** START OF Recorded information **

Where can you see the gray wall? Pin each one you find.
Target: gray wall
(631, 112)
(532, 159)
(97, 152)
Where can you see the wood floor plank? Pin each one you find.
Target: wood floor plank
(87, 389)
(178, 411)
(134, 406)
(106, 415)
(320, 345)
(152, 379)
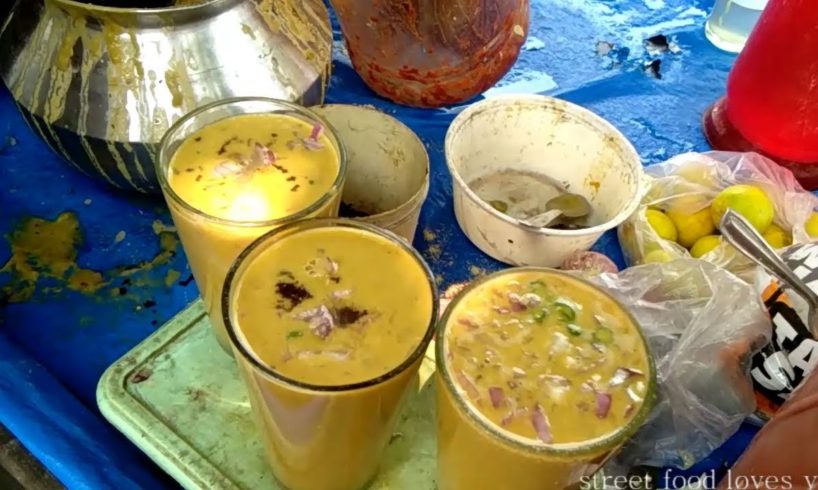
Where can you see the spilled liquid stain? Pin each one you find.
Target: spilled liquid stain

** END OF Recorded information **

• [Instruction]: Copy out all of the entries above word for word, omitting the pictures.

• [Full response]:
Where can you see the gray wall? Pin each one you find.
Target: gray wall
(631, 112)
(532, 159)
(97, 152)
Where can you see the wood floor plank? Pin each one you find.
Target: wood floor plank
(87, 389)
(178, 411)
(134, 406)
(106, 415)
(320, 345)
(152, 379)
Where can you see the spilled liquid stain? Pin each one you find.
Target: spilled liquid stain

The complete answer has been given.